▶ [Records to process]:

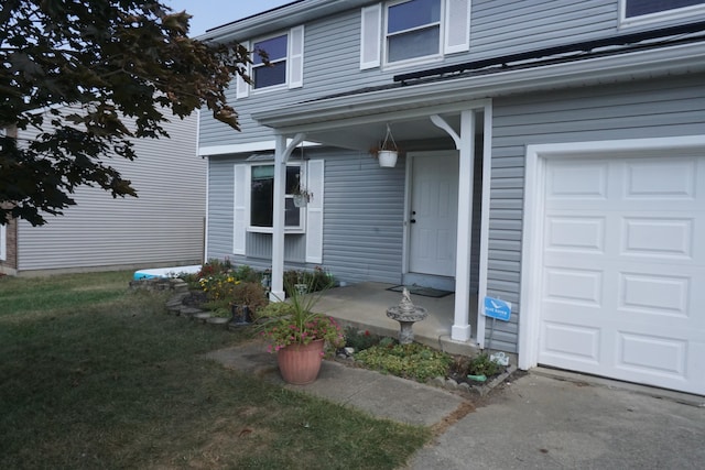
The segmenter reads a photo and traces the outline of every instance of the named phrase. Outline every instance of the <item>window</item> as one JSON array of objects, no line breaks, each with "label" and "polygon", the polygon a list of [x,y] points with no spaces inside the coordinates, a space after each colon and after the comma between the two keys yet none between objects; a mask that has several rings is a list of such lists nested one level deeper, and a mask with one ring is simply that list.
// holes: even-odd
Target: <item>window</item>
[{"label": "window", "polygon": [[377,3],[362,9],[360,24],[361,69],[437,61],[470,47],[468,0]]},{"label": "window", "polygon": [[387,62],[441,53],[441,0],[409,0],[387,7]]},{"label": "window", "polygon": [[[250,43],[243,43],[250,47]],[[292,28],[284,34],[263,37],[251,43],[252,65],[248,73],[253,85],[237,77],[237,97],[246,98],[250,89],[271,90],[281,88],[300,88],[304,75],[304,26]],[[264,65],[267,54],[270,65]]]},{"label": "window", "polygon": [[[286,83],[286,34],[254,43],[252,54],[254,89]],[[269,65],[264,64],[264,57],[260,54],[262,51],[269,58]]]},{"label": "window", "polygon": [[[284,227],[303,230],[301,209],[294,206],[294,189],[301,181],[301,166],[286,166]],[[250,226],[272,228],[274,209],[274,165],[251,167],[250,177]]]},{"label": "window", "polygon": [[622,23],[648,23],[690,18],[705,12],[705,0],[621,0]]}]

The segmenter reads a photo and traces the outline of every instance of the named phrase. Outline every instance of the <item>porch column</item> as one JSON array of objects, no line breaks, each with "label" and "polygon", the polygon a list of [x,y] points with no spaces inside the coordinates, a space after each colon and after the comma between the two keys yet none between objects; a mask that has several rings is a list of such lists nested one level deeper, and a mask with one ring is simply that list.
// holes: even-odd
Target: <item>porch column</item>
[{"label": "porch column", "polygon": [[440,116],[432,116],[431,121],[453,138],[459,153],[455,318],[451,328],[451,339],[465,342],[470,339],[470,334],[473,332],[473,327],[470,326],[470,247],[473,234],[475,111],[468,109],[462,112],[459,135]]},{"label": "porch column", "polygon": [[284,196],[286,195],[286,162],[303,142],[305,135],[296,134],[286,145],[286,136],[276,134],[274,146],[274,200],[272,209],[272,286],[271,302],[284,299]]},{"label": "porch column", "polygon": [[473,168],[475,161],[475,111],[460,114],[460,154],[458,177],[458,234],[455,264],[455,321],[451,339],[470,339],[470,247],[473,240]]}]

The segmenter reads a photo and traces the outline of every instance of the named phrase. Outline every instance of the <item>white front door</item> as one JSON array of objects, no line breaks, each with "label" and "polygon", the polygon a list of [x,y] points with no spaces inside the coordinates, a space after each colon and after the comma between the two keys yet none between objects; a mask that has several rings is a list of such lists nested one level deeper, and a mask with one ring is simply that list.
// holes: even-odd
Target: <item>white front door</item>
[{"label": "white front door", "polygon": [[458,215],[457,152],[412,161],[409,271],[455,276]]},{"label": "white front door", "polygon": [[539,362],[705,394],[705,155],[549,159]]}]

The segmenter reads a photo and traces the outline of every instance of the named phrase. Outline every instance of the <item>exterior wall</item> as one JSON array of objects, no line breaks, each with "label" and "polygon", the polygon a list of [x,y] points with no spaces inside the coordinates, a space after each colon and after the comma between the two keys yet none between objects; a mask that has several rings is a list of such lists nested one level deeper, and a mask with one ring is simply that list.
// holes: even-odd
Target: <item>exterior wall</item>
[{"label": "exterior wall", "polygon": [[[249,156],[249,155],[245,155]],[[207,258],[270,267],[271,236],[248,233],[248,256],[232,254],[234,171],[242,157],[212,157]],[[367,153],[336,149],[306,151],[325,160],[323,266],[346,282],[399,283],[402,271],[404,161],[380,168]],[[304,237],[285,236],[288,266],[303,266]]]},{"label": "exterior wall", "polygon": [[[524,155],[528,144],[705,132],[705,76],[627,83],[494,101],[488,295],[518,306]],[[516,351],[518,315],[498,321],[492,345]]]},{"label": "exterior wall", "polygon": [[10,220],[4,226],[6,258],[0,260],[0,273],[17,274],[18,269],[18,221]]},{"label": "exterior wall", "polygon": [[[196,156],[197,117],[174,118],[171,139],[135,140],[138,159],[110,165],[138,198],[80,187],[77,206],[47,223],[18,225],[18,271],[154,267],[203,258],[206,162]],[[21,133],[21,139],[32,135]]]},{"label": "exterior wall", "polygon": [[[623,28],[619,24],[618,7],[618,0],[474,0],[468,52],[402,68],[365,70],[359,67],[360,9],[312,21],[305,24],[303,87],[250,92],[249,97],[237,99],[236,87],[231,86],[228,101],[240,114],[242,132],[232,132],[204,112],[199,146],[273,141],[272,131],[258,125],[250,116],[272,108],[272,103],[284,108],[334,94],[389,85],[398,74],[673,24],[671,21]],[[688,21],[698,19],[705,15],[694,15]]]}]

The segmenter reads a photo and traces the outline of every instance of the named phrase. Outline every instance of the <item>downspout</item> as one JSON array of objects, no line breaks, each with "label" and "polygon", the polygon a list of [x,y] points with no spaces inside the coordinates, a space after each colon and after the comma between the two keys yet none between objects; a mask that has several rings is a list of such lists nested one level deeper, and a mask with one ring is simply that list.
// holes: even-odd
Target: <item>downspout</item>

--

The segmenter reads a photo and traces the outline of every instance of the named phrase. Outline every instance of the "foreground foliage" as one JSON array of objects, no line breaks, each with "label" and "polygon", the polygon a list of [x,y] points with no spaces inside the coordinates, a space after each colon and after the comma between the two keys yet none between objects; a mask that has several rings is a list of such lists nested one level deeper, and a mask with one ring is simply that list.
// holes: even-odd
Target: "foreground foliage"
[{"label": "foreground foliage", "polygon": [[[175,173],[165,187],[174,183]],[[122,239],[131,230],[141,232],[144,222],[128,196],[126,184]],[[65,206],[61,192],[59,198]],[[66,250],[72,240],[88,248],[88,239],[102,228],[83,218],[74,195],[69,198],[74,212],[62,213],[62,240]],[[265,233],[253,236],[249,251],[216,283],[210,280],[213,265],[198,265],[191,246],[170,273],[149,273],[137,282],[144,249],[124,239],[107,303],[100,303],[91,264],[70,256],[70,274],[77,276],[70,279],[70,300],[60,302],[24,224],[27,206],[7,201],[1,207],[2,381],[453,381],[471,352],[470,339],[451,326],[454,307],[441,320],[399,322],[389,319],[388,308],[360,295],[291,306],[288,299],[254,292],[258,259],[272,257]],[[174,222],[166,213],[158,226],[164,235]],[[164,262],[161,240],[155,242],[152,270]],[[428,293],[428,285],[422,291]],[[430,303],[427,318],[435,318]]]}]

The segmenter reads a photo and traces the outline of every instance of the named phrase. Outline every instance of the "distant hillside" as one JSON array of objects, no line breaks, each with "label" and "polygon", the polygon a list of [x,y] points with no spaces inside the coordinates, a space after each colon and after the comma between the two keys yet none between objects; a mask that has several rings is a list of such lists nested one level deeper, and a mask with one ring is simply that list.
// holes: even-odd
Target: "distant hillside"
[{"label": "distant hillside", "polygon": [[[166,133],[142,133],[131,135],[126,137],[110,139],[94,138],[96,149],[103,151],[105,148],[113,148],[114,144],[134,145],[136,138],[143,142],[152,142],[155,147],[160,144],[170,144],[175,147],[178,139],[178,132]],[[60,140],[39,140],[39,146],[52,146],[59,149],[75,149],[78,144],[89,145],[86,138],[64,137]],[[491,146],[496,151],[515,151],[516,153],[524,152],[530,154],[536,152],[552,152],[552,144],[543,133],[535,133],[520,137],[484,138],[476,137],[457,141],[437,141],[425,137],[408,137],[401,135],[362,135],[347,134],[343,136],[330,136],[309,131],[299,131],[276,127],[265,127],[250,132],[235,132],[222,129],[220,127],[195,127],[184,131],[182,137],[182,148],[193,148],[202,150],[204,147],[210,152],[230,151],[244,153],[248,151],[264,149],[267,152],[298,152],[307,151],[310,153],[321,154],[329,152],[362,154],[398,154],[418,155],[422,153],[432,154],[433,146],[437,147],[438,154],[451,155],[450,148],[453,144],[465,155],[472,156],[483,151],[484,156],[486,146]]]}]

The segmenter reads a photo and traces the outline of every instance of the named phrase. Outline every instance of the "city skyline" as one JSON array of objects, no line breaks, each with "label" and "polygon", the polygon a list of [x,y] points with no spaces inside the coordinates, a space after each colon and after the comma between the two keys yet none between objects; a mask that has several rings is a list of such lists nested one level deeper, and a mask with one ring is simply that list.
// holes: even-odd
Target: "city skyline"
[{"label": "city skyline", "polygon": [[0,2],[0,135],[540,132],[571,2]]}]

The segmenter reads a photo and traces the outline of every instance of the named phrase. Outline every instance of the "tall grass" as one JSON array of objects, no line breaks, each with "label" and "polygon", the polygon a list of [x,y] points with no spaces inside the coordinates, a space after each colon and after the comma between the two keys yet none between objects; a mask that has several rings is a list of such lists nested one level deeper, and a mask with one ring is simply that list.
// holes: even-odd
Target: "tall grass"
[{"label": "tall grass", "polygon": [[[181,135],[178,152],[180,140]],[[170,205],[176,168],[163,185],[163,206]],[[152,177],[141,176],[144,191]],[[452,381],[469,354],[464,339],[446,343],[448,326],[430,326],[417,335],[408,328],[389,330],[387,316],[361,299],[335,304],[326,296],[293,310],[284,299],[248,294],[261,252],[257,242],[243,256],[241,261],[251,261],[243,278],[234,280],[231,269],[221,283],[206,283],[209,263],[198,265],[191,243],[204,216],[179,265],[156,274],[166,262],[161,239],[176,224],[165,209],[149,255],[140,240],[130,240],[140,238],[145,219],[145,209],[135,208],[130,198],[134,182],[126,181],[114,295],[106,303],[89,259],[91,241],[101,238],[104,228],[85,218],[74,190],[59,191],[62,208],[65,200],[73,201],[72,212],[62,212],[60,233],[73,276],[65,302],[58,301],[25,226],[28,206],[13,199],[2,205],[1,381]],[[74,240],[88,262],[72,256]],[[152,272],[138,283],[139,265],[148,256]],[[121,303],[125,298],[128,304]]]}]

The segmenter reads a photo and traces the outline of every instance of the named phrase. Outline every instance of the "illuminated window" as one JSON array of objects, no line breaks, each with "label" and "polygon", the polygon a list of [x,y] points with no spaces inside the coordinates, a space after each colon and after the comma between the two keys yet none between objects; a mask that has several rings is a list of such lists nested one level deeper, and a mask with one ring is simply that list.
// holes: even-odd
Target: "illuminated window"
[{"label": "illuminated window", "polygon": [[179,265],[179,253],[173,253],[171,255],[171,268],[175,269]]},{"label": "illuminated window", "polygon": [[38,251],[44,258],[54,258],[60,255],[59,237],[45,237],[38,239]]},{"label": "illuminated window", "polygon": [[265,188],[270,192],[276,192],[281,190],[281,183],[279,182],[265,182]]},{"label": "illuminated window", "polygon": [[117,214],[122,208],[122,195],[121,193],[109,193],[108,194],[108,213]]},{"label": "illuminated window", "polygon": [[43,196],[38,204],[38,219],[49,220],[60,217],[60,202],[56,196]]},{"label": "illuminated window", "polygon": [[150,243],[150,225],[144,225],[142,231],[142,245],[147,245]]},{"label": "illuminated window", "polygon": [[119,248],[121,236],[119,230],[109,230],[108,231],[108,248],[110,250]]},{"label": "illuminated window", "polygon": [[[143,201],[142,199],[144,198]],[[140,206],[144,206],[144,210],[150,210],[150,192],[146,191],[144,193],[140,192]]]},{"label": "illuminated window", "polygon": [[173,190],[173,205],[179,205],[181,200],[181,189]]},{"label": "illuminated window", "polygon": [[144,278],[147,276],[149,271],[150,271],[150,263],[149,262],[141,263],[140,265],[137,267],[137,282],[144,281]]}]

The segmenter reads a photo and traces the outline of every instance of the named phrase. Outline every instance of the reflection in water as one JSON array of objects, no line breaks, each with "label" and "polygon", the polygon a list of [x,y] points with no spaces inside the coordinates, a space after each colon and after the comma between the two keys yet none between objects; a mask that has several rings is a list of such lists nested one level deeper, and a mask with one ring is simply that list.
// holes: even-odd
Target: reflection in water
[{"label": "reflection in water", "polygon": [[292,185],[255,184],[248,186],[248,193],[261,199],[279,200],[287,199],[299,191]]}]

▶ [Stated goal]:
Reproduce, unchanged, the stretch of the records above from the line containing "of the <item>window</item>" through the line containing "Target: <item>window</item>", both lines included.

▶ [Response]:
The segmenter reads a photo and traces the outline of every instance of the named phrase. Outline every instance of the <item>window</item> as one JSON array of objects, no line breaks, each with "label" and "polygon", the polygon a list of [x,y] points with no spaces inside the coordinates, a space after each colon and after the comma between the two keys yet none between objects; a mask that has several rings is a list of such lists nested one level deeper, and a mask with one ring is simply that list.
// holes: even-odd
Target: <item>window</item>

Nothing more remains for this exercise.